◆ **WHAT IS ASKED**:
From the listing below, pick out and copy each line that contains the string "Target". Case counts, so match capitalization exactly.

◆ **THE DATA**:
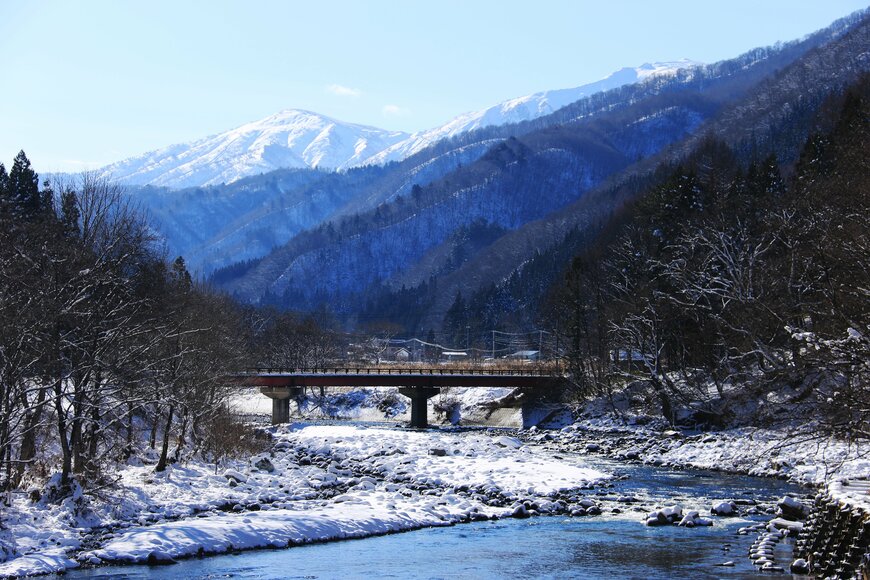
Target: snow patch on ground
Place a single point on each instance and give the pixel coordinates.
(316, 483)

---

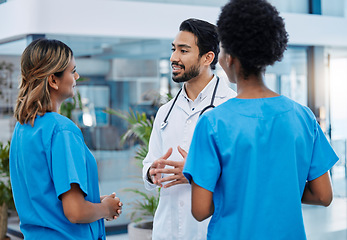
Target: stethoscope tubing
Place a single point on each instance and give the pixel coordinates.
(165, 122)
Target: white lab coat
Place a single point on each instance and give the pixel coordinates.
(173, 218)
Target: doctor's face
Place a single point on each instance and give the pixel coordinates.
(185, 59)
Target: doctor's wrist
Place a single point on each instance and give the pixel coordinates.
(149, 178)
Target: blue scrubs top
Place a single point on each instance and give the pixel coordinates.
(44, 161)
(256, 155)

◆ **RESPONSE TO THE EXERCISE**:
Target: snow patch on ground
Target: stethoscope tubing
Target: white lab coat
Target: doctor's face
Target: doctor's wrist
Target: blue scrubs top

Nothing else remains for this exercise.